_Directions for this task_
Rewrite every line of the records below as a numbered list. Omit blank lines and leave the pictures out.

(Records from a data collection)
▬▬▬▬▬▬▬▬▬▬

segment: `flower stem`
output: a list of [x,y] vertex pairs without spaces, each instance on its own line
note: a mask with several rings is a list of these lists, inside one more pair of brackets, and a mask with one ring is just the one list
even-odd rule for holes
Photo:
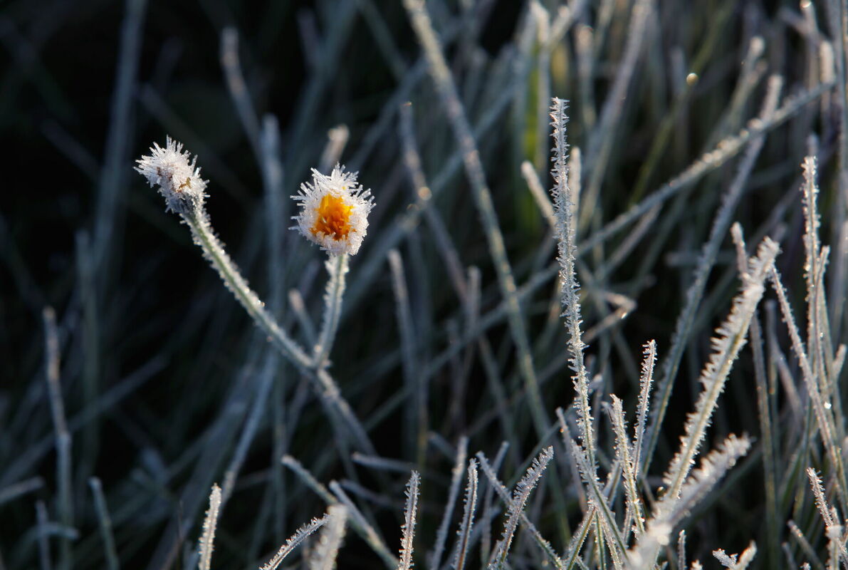
[[[268,334],[269,340],[280,350],[282,355],[291,360],[303,374],[314,383],[331,418],[338,422],[336,428],[340,431],[343,428],[344,433],[347,434],[354,447],[366,453],[376,455],[374,446],[368,439],[367,432],[354,414],[347,400],[342,396],[338,385],[326,370],[315,367],[315,360],[310,358],[304,349],[286,334],[286,332],[280,327],[274,317],[265,310],[265,304],[248,286],[248,282],[239,273],[238,268],[224,250],[220,241],[215,237],[209,226],[209,216],[203,206],[198,205],[186,209],[180,210],[179,213],[188,227],[191,228],[194,243],[204,250],[206,259],[218,271],[226,288],[232,292],[244,310],[248,311],[248,315],[259,328]],[[343,264],[341,269],[346,271],[347,260],[339,263]],[[338,273],[343,276],[343,271],[339,271]],[[342,286],[338,293],[338,307],[341,306],[341,293],[343,290],[343,277]],[[333,334],[328,337],[331,340],[335,335],[336,327],[338,324],[338,307],[337,307],[334,316]]]
[[315,368],[326,366],[326,359],[332,349],[332,344],[338,330],[338,320],[342,315],[342,297],[344,295],[345,274],[348,272],[348,254],[330,255],[326,262],[326,271],[330,281],[324,294],[324,322],[321,325],[318,342],[315,344],[313,363]]
[[220,241],[213,233],[209,216],[203,206],[180,212],[186,224],[192,230],[194,243],[204,250],[204,254],[218,271],[226,288],[242,304],[248,315],[265,332],[280,351],[299,368],[310,368],[311,359],[297,343],[288,338],[274,318],[265,309],[265,304],[248,286],[232,260],[224,250]]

▬▬▬▬▬▬▬▬▬▬

_Task answer_
1. segment: `flower stem`
2. output: a list of [x,y] vertex pairs without spaces, each instance on its own line
3. note: a mask with several rings is a list of these lists, inside one more pair of brackets, and a mask with one ring is just the one list
4. even-odd rule for holes
5. Photo:
6. [[[268,334],[269,340],[280,350],[282,355],[291,360],[303,374],[314,383],[331,418],[338,422],[336,428],[340,431],[343,428],[344,433],[347,434],[354,447],[366,453],[376,455],[374,446],[368,439],[367,432],[354,414],[347,400],[342,396],[338,385],[326,370],[315,367],[315,360],[310,358],[304,349],[286,334],[286,332],[280,327],[274,317],[265,310],[265,304],[248,286],[248,282],[239,273],[238,268],[224,250],[220,241],[215,237],[209,226],[209,216],[203,206],[198,205],[186,209],[180,210],[179,213],[188,227],[191,228],[194,243],[204,250],[206,259],[218,271],[226,288],[232,292],[244,310],[248,311],[248,315],[259,328]],[[343,264],[341,269],[346,271],[347,260],[339,263]],[[338,273],[343,276],[343,271],[339,271]],[[342,286],[338,293],[338,307],[341,306],[341,293],[343,290],[343,277]],[[333,334],[328,337],[331,340],[335,335],[336,327],[338,324],[338,307],[337,307],[334,316]]]
7. [[315,368],[326,366],[326,359],[332,349],[332,344],[338,330],[338,320],[342,315],[342,297],[344,295],[345,274],[348,272],[348,254],[330,255],[326,262],[326,271],[330,281],[324,294],[324,322],[321,325],[318,342],[315,344],[313,363]]
8. [[220,241],[213,233],[209,216],[203,206],[180,212],[186,224],[192,230],[194,243],[204,250],[204,254],[218,271],[226,288],[242,304],[248,315],[265,332],[280,351],[299,368],[310,368],[311,359],[297,343],[288,338],[274,318],[265,309],[265,304],[248,286],[232,260],[224,250]]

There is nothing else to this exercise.